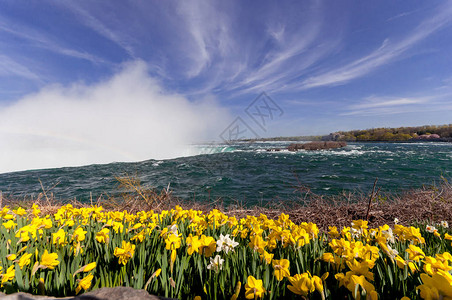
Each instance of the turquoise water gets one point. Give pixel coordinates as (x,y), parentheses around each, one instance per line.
(249,174)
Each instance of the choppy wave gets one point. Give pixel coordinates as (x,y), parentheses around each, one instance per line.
(249,173)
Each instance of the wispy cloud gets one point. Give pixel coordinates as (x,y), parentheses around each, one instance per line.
(89,20)
(374,105)
(386,53)
(39,39)
(10,67)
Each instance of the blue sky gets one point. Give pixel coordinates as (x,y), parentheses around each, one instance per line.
(329,65)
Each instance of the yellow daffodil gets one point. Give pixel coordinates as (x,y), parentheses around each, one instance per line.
(193,244)
(302,284)
(20,211)
(25,260)
(103,235)
(415,253)
(9,224)
(79,234)
(208,245)
(49,260)
(85,283)
(58,238)
(281,268)
(9,275)
(125,252)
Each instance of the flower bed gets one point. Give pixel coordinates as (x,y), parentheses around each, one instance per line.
(189,254)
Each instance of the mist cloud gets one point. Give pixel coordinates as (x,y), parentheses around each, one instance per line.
(127,117)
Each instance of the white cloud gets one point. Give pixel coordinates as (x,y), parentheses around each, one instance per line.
(125,118)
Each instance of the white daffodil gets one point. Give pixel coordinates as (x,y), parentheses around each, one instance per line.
(216,263)
(430,228)
(226,244)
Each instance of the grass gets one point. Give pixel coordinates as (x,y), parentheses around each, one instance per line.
(429,203)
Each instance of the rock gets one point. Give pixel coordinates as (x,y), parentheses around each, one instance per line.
(316,146)
(116,293)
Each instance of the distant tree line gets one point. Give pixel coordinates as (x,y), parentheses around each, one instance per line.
(426,132)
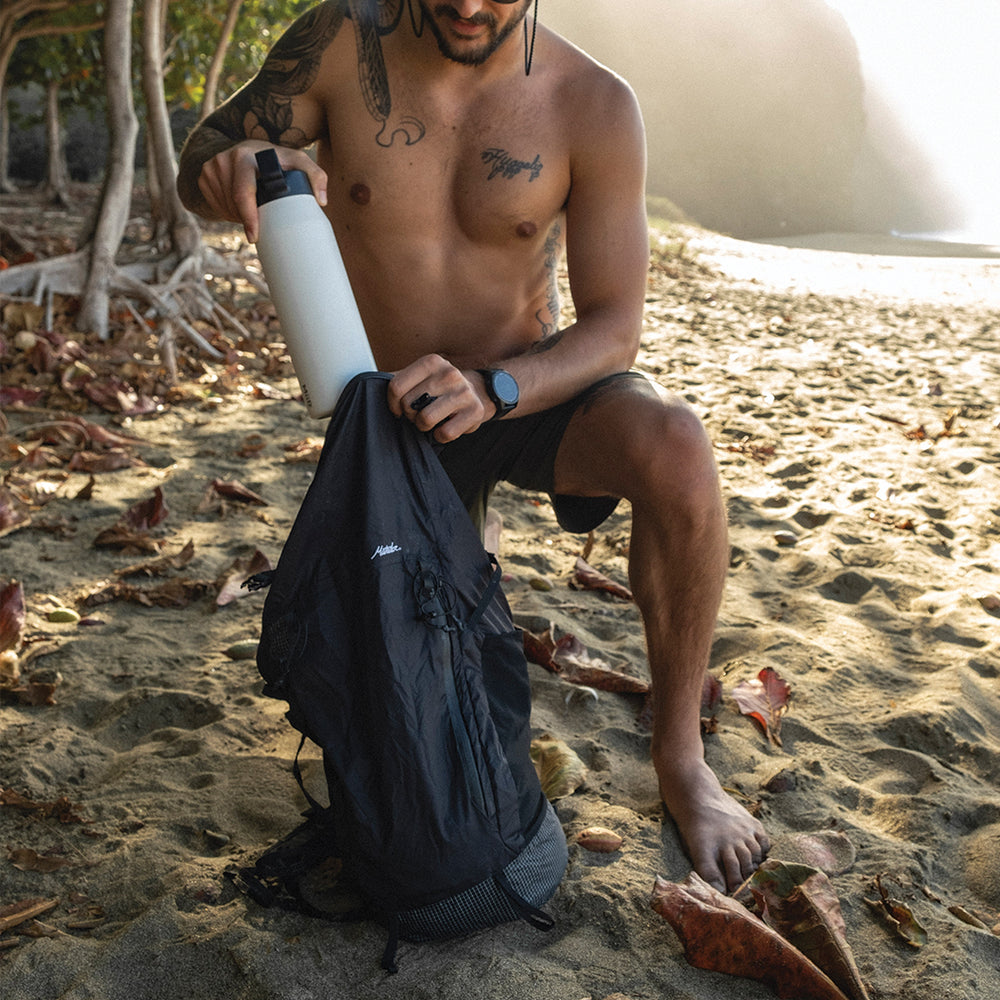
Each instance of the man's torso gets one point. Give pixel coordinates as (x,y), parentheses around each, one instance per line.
(449,210)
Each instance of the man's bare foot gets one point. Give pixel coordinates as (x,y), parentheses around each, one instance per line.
(724,842)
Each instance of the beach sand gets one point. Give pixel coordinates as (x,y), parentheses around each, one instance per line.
(852,399)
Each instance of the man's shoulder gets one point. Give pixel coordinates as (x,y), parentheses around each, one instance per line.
(581,72)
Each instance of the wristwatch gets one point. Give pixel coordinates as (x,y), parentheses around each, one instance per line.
(501,387)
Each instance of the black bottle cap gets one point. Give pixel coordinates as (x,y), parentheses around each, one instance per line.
(273,182)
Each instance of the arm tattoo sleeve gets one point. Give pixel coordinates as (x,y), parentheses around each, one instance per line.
(263,108)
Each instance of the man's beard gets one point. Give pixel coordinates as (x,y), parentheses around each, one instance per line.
(470,55)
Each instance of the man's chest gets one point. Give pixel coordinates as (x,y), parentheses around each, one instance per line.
(492,175)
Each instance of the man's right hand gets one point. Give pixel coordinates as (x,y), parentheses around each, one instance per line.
(228,182)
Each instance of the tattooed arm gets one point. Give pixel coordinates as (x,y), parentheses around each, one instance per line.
(278,107)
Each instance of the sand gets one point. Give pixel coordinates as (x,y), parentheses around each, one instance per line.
(853,402)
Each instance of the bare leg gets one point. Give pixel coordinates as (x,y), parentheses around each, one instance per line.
(654,452)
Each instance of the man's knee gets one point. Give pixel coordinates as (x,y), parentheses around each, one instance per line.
(670,449)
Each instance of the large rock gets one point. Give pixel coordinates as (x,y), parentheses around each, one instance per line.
(756,114)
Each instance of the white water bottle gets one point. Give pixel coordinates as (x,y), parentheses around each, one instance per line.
(309,286)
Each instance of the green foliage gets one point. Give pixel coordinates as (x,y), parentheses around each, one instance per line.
(191,38)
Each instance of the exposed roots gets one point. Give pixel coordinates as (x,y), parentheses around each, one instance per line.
(177,292)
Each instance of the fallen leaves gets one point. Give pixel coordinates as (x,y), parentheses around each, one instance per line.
(600,840)
(899,916)
(800,903)
(220,490)
(765,700)
(37,689)
(560,770)
(570,659)
(130,533)
(60,809)
(26,909)
(721,935)
(585,577)
(26,859)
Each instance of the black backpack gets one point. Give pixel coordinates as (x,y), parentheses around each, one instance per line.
(386,631)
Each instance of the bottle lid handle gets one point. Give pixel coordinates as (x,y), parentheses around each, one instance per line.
(274,183)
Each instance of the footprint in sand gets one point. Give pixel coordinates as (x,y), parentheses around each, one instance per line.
(134,716)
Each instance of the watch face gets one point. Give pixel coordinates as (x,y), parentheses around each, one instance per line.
(505,387)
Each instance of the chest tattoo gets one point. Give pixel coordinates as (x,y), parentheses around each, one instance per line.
(502,164)
(372,22)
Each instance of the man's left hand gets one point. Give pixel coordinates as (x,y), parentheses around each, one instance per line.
(437,396)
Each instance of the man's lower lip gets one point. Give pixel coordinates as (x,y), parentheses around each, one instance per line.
(466,28)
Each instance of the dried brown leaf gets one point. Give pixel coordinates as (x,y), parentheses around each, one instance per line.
(799,902)
(26,860)
(585,577)
(765,700)
(721,935)
(12,615)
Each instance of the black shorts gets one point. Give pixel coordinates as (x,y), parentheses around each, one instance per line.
(522,451)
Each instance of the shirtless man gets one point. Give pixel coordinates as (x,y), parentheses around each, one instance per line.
(454,181)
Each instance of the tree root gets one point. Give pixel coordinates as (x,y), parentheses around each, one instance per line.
(173,290)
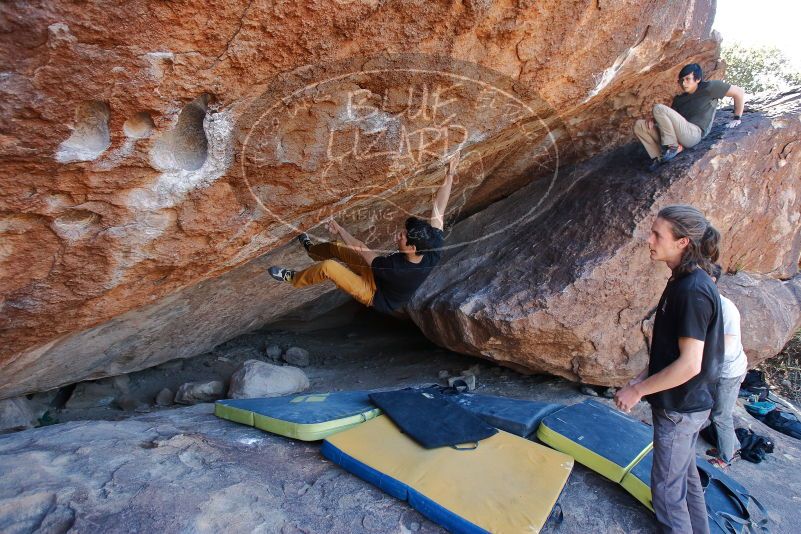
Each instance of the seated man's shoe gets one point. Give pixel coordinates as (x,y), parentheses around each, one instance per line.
(671,152)
(281,274)
(305,241)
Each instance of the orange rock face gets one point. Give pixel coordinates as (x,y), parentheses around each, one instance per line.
(566,289)
(148,147)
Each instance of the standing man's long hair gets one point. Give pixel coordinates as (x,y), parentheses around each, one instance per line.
(702,250)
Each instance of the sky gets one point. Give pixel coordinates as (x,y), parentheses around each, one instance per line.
(760,23)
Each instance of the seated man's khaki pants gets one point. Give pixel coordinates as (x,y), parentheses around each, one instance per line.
(356,279)
(671,129)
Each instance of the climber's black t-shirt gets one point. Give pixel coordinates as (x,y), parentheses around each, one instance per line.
(396,278)
(699,107)
(689,307)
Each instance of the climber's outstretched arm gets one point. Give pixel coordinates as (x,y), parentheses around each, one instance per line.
(444,193)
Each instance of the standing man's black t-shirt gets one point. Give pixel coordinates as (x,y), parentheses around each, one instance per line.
(689,307)
(396,278)
(699,107)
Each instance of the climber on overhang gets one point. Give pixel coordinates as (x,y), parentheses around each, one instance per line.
(385,283)
(689,118)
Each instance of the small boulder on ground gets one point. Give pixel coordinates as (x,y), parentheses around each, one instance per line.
(468,380)
(196,392)
(260,379)
(16,414)
(297,356)
(164,397)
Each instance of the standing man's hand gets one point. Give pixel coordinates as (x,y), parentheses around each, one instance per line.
(453,164)
(626,398)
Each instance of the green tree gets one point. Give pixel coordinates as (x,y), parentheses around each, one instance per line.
(757,69)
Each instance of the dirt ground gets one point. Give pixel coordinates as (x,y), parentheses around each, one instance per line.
(372,352)
(783,372)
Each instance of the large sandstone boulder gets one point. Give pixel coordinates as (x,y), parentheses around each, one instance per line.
(565,289)
(131,176)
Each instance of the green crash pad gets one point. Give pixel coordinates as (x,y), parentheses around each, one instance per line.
(305,417)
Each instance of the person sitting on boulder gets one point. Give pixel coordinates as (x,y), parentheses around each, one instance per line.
(385,283)
(735,365)
(689,118)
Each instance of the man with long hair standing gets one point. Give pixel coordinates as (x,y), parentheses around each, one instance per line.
(685,362)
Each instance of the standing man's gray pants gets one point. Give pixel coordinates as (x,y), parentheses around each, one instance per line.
(725,399)
(677,495)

## Task brief:
Retype the entire listing above verbatim, leaving out the pictures.

## Task response:
Each instance of the turquoise water gets one point. Give pixel coordinates as (x,y), parentheses around each, one instance per line.
(249,174)
Each instance of the choppy wave gets one point. Give pixel coordinates as (x,y), parentheses around each, one instance per line.
(249,173)
Each instance of the wispy cloud gets one point. Give pixel coordinates as (x,y), parentheses around each, one instance per line.
(89,20)
(374,105)
(386,53)
(39,39)
(10,67)
Each instance of the blue sky gets one point. Give pixel coordinates as (x,y), parentheses around each, one instance per line.
(329,65)
Each instance of the yellow daffodil gets one point. Give pixel coordinates as (x,y), parentheses around each, one instance per line.
(193,244)
(302,284)
(20,211)
(25,260)
(103,235)
(415,253)
(9,224)
(79,234)
(208,245)
(49,260)
(85,283)
(58,238)
(281,268)
(9,275)
(125,252)
Each instance of the flower bed gets one point. Give pixel coordinates as (x,y), parentheses around each, one instance per line.
(189,254)
Each instance of the mist cloud gets one point. Give pixel coordinates as (x,y), parentheses around each, one instance per line.
(127,117)
Each instance of the white cloud gets one point. Give pixel coordinates as (x,y), parentheses around each, one instance per line.
(125,118)
Each instance of the white daffodil gets one point. Give pixel coordinates as (x,y), parentheses around each, one instance per line.
(216,263)
(430,228)
(226,244)
Each instance of the grass gets one point. Give pixel coordinates as (x,y), parentheses around each, one instance per line.
(429,203)
Each instance of the rock gets one point. Give pixel coordinates as (x,y), parentheses around each, one instance per line.
(316,146)
(116,293)
Each instance of the distant tree line gets one point. Give pixel coordinates as (x,y), parentheses around each, one instance per line.
(426,132)
Each instance of the man's torso gets one point. Give pixel coordinates as (x,y), parentheses around each, one instance per line.
(449,210)
Each instance of the man's bare foot gets one point. Give pixel coordinates as (x,y), parentheses around each, one instance per line.
(724,842)
Each instance of the beach sand gets one point. Give pixel coordinates as (x,y), parentheses around each, one instance per line.
(852,399)
Each instance of the man's shoulder gets one point. Give pixel coordinates as (x,y), parentheses around each, one instance per line.
(581,72)
Each instance of the wristwatch gets one point. Give pixel coordinates as (x,y), parentheses around each, one instance per line.
(501,387)
Each instance of the black bottle cap gets one point. Give pixel coordinates as (x,y), parentheses around each, one instance per line.
(273,182)
Each instance of the arm tattoo sleeve gets one point. Give pixel coordinates as (x,y), parentheses around each, one instance per line.
(263,108)
Each instance of the man's beard gets one point. Give pixel coordinates as (x,y), parentheses around each, one instance per line.
(470,55)
Each instance of the man's chest gets one point. Give pixel coordinates as (x,y), parentheses around each, one instance per line.
(492,175)
Each instance of the man's right hand gets one point. Give pixel coordinates as (x,y), parentheses around each, one instance per line.
(228,182)
Each instance of the tattooed arm gets one point. Give pixel coordinates as (x,y), parentheses around each, one instance per line.
(278,107)
Each instance of the sand gets one point. Give pixel coordinates as (x,y), parentheses around each, one instance per line.
(853,402)
Each instance of the bare leg gets one point. Give pixel coordinates as (x,y), parentheses around each, one instance per line.
(654,452)
Each instance of the man's knee gets one point. Give pixel coordinates as (x,y), parentheses around each, one instance per line.
(670,449)
Each instance of the large rock gets one point. Give pixel coordinates as (x,y), parentheses around each, one instance per line.
(756,114)
Each instance of the white water bottle gets one point. Give pixel coordinates as (x,y), parentheses around each, one instance per line.
(309,286)
Each instance of the green foliage gets one point. Give pixel coordinates as (x,y), parentheses around each, one instance per line.
(191,38)
Each instance of the exposed roots gets one point. Give pixel coordinates as (x,y), parentheses around each, one instance per line.
(177,292)
Each instance of the fallen leaves gets one point. Give pixel coordinates as (x,y), parentheses around each, one instance per line.
(600,840)
(899,916)
(800,903)
(220,490)
(765,700)
(37,689)
(560,770)
(570,659)
(130,533)
(60,809)
(26,909)
(721,935)
(585,577)
(26,859)
Each instance of the black backpack gets one point. Give pixel coordinates as (x,y), parentheses around each, one instance per line.
(386,631)
Each instance of the bottle lid handle gets one point. Give pixel coordinates as (x,y), parentheses around each, one instance per line.
(274,183)
Each instance of the footprint in sand gets one point. Give pixel coordinates as (x,y), parentheses around each, one instance per line.
(134,716)
Each instance of the watch face gets one point. Give pixel coordinates as (x,y), parentheses around each, one instance per line.
(505,387)
Each instance of the chest tattoo gets one point. Give pixel coordinates as (x,y), parentheses around each, one instance per line.
(502,164)
(372,22)
Each instance of the man's left hand gets one point. Give pixel coordinates as (x,y), parentheses around each, one instance per line.
(437,396)
Each instance of the man's lower lip gets one point. Give pixel coordinates as (x,y), parentheses around each, one instance per line.
(466,28)
Each instance of the dried brown leaf gets one point. Give pixel coordinates as (x,y), parentheses around each, one instance per line.
(799,902)
(26,860)
(585,577)
(765,700)
(721,935)
(12,615)
Each instance of the black shorts gets one point. Give pixel coordinates as (x,y), parentheses around each, one instance per line.
(522,451)
Each instance of the shirtless man gets one point. Give pixel coordinates as (x,y), parentheses around each, one instance per line.
(454,181)
Each instance of the tree root gets one point. Give pixel coordinates as (x,y), parentheses around each, one instance per line.
(173,290)
Each instance of the seated man's shoe gets one point. Give pixel coordinates as (x,y), parentheses around each, one instance per line.
(671,152)
(281,274)
(305,241)
Each instance of the orange rock face gets one point. Give pixel coordinates as (x,y), parentheses around each, one instance per line.
(566,289)
(148,147)
Each instance of the standing man's long hair gets one point. Give pixel coordinates as (x,y), parentheses around each, one instance per line.
(702,250)
Each instance of the sky gets one point. Give pixel coordinates as (x,y), parentheses around each, one instance per line.
(760,23)
Each instance of the seated man's khaki pants gets one point. Give pixel coordinates as (x,y), parentheses around each, one instance per line.
(356,279)
(671,129)
Each instance of the climber's black t-shirt gets one point. Give pixel coordinates as (x,y), parentheses around each, one instance per line.
(396,278)
(699,107)
(689,307)
Each instance of the climber's outstretched arm gets one point. Give pixel coordinates as (x,y), parentheses around each, one instance per line.
(444,193)
Each instance of the standing man's black t-shirt gets one point. Give pixel coordinates as (x,y), parentheses around each, one instance per line.
(689,307)
(396,278)
(699,107)
Each instance of the climber on overhang gets one point. Give pixel coordinates as (x,y), parentheses around each, one instance per line.
(385,283)
(689,118)
Each instance of the small boulder on ground gets one point. Give pixel coordinates as (x,y), parentheses around each, one instance per line.
(468,380)
(196,392)
(260,379)
(16,414)
(297,356)
(164,397)
Each instance of the standing man's hand gets one point. Give pixel coordinates as (x,y), parentheses around each, one instance per line.
(453,164)
(626,398)
Each instance of the green tree gets one point. Give pixel coordinates as (x,y), parentheses around each, one instance per line.
(757,69)
Each instance of the dirt ground gets one point. Give pixel coordinates as (x,y), parentheses around each, one instance per line.
(372,352)
(783,372)
Each instance of the large sandstone boulder gets one point. Give pixel coordinates as (x,y), parentheses around each, one instance per line.
(565,289)
(131,176)
Each instance of the green crash pad gets one point. Give pixel coordinates as (x,y), parentheses around each, one instance per line.
(305,417)
Each instance of the person sitting on boulder gets one point. Give pixel coordinates as (x,y), parentheses around each, one instance per line.
(385,283)
(735,365)
(689,118)
Each instance of the man with long hair standing gets one point. Give pixel coordinates as (x,y), parentheses around each, one instance per line.
(685,362)
Each instance of the standing man's gray pants gets one point. Give pixel coordinates as (x,y), parentheses around each, one instance per line.
(725,399)
(677,495)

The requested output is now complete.